» **Records**:
Segment Open

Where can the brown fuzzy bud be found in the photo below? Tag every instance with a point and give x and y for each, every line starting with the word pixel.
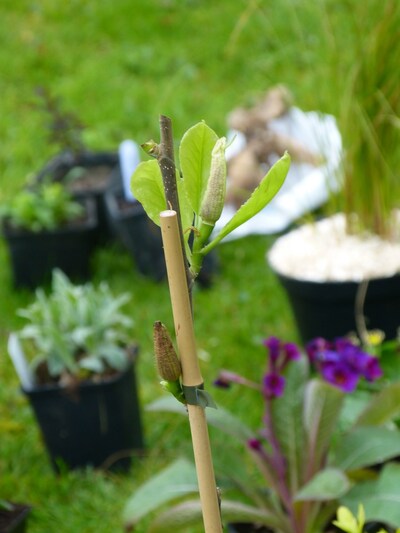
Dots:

Segment Closed
Segment Open

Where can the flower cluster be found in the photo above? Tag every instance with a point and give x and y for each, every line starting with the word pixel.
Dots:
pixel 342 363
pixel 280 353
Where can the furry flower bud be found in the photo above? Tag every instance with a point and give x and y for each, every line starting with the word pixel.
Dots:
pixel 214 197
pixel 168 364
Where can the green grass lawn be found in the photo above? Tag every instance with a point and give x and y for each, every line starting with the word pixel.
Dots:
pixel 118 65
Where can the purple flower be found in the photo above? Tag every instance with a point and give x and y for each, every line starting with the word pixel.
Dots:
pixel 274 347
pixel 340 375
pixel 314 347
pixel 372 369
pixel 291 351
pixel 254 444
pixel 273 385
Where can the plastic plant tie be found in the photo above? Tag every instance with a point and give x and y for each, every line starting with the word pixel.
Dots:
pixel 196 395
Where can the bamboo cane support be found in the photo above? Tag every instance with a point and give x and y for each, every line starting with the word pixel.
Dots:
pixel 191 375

Segment Closed

» **How to complete this task**:
Pick every line of the data that includes the string "flower".

» **Answer to this exercise**:
Where can the flower cluster be found in the photo above? Tag every instance with a point and give x and y for each, every line starting with the word pixel.
Where can the furry flower bud be found in the photo above? Tag every instance with a point and give x and y for each, every line starting with the word pixel.
Where can the purple flower be found in the photo above? Tag every instance with a point and give x and y for each, every line starting with the word pixel.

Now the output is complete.